What Are Digital Assets and Why Do They Matter?
A digital asset is anything you own or control that exists in digital form and has value, whether financial, sentimental, or practical. Most Americans interact with dozens of them every day without thinking of them in estate planning terms.
The categories cover a wide range of modern financial life. Financial digital assets include cryptocurrency wallets, NFT collections, PayPal balances, Venmo accounts, Robinhood portfolios, and any online investment platform. Sentimental digital assets include email archives, cloud-stored photo libraries, and social media profiles.
Intellectual and commercial digital assets include domain names, online businesses, blogs with advertising revenue, and digital storefronts. Subscription-based assets include airline miles, hotel points, and loyalty program balances that can hold real monetary value.
The numbers behind this are significant. Cryptocurrency alone represents trillions of dollars in U.S. holdings. Studies have found that a substantial portion of estates lose access to digital assets entirely because no instructions were left behind.
Unlike a bank account, where a death certificate and probate order can eventually unlock access, a cryptocurrency wallet without its private key is permanently lost. The value does not transfer to the estate. It simply disappears. That is the specific problem this type of planning exists to prevent.

## Supplied data
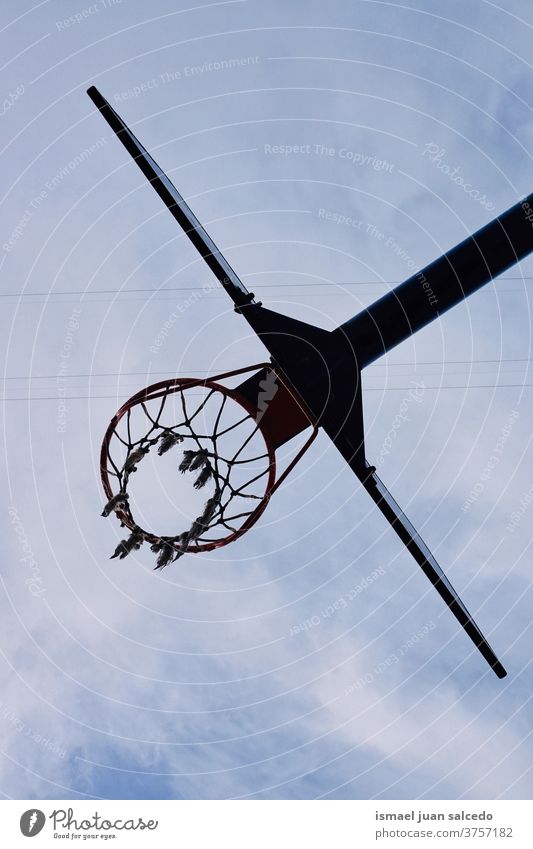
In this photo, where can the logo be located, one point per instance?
(32, 822)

## Problems and tasks
1 – Answer these questions from the digital assets passage:
(a) What three kinds of value can a digital asset have?
(b) Under which category of digital assets do airline miles fall?
(c) What is a cryptocurrency wallet missing when it is permanently lost?
2 – List every item the digital assets passage names as a financial digital asset.
3 – Reproduce the stretch of the digital assets passage from "The numbers behind" through "were left behind.".
None of the data is needed here.

## Task results
1 –
(a) Financial, sentimental, or practical.
(b) Subscription-based assets.
(c) Its private key.

2 –
- Cryptocurrency wallets
- NFT collections
- PayPal balances
- Venmo accounts
- Robinhood portfolios
- Any online investment platform

3 –
The numbers behind this are significant. Cryptocurrency alone represents trillions of dollars in U.S. holdings. Studies have found that a substantial portion of estates lose access to digital assets entirely because no instructions were left behind.